▶ _WORK TO DO_
Reproduce every one of the items below word for word, leaving out the pictures.

Location identification items:
________________________

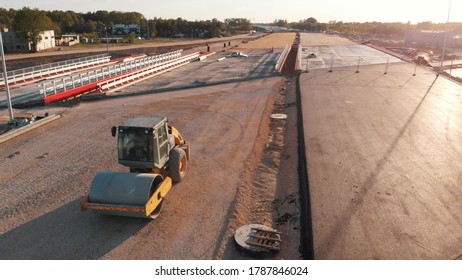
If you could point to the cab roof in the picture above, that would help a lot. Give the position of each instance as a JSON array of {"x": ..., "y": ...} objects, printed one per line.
[{"x": 144, "y": 121}]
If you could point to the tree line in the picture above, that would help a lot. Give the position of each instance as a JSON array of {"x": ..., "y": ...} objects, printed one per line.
[
  {"x": 63, "y": 22},
  {"x": 397, "y": 29}
]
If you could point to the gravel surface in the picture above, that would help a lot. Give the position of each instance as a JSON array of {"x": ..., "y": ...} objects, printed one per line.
[{"x": 45, "y": 174}]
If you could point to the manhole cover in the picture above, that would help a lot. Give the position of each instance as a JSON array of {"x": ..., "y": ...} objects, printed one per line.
[
  {"x": 258, "y": 238},
  {"x": 279, "y": 116}
]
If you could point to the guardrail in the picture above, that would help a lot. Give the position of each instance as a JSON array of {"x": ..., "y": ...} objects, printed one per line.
[
  {"x": 45, "y": 70},
  {"x": 82, "y": 79},
  {"x": 282, "y": 59},
  {"x": 145, "y": 73}
]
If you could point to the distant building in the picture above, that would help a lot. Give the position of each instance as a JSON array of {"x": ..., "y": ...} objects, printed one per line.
[
  {"x": 126, "y": 29},
  {"x": 12, "y": 44},
  {"x": 431, "y": 39},
  {"x": 67, "y": 40}
]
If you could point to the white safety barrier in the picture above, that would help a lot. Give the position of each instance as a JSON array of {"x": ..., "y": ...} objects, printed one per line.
[
  {"x": 31, "y": 73},
  {"x": 88, "y": 77}
]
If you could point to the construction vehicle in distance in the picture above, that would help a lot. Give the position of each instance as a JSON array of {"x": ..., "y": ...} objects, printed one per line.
[{"x": 156, "y": 154}]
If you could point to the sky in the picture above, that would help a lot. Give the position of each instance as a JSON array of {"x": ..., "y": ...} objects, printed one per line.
[{"x": 265, "y": 11}]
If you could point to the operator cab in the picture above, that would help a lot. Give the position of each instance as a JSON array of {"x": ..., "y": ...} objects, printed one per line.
[{"x": 143, "y": 142}]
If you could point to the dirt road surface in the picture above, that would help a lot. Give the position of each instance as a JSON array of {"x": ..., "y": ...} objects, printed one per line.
[{"x": 45, "y": 173}]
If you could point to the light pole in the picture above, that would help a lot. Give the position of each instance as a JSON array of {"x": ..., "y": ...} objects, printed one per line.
[
  {"x": 5, "y": 79},
  {"x": 445, "y": 39},
  {"x": 107, "y": 40}
]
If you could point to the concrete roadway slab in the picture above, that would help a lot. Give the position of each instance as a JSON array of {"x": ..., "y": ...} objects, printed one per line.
[
  {"x": 384, "y": 162},
  {"x": 342, "y": 56}
]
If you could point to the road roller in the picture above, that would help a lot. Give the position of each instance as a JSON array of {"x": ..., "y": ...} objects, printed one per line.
[{"x": 157, "y": 156}]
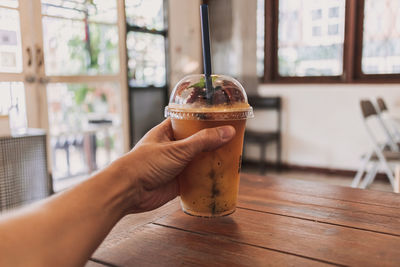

________________________

▶ _TASK RESULT_
If you could point to the cab roof in the picture above, that would help a lot. Give the position of each instance as a JSON array of {"x": ..., "y": ...} objects, printed one per line.
[{"x": 144, "y": 121}]
If you could point to the tree line in the picture above, that would help a lot. Give the position of each instance as a JSON array of {"x": ..., "y": ...} objects, printed one per line.
[
  {"x": 63, "y": 22},
  {"x": 397, "y": 29}
]
If you could point to the gravel surface in the picture above, that would help a lot. Give the position of each instance as a JSON array of {"x": ..., "y": ...} objects, printed one per line.
[{"x": 45, "y": 174}]
If you could point to the manhole cover in the picture above, that would help a lot. Give the position of each instance as a JSON array of {"x": ..., "y": ...} objects, printed one per line.
[
  {"x": 258, "y": 238},
  {"x": 279, "y": 116}
]
If you could point to the guardrail in the picture above, that would help a lot. Give the position of each instance as a JSON array of {"x": ..., "y": ...} objects, printed one per line.
[
  {"x": 45, "y": 70},
  {"x": 82, "y": 79},
  {"x": 282, "y": 59},
  {"x": 145, "y": 73}
]
If you could point to the distant building in the picture above, that would help a lot. Give the position of each instance as a JSON array of {"x": ..., "y": ...} objects, printed one per line.
[
  {"x": 126, "y": 29},
  {"x": 12, "y": 44},
  {"x": 431, "y": 39},
  {"x": 67, "y": 40}
]
If you could point to the white safety barrier in the picture above, that would help a lot. Give the position of each instance as a JSON array of {"x": ..., "y": ...} objects, printed one per line.
[
  {"x": 31, "y": 73},
  {"x": 88, "y": 77}
]
If you could point to the construction vehicle in distance in the picture above, that would help a lot. Give the position of each instance as a JSON array of {"x": ..., "y": ...} objects, printed one per line.
[{"x": 156, "y": 154}]
If you could point to the sky in the picture above, that would help a lot. Give the position of each instance as a JSON array of {"x": ..., "y": ...} objects, printed one per line.
[{"x": 265, "y": 11}]
If you could point to the operator cab in the picture above, that would help a lot. Give the position of each instance as a JSON array of {"x": ..., "y": ...} objects, printed one per line.
[{"x": 143, "y": 142}]
If you could point to the dirt road surface in the picture above, that would help a lot. Give the position of each instance as a JSON array of {"x": ..., "y": ...} objects, printed one per line.
[{"x": 45, "y": 173}]
If you could point to the light pole in the picture above, that would help a lot. Give the position of each instance as a JSON array of {"x": ..., "y": ...} objects, printed one per line.
[
  {"x": 5, "y": 79},
  {"x": 445, "y": 39},
  {"x": 107, "y": 40}
]
If you could point to the concrete roadway slab in the picture above, that would help a lot. Give the position of each instance as a JSON array of {"x": ..., "y": ...} objects, printed one per line.
[
  {"x": 384, "y": 162},
  {"x": 342, "y": 56}
]
If you could point to the road roller in the picture above, that would help a lot. Give the position of each instance as a JSON array of {"x": ..., "y": ...} objects, printed one per line.
[{"x": 157, "y": 156}]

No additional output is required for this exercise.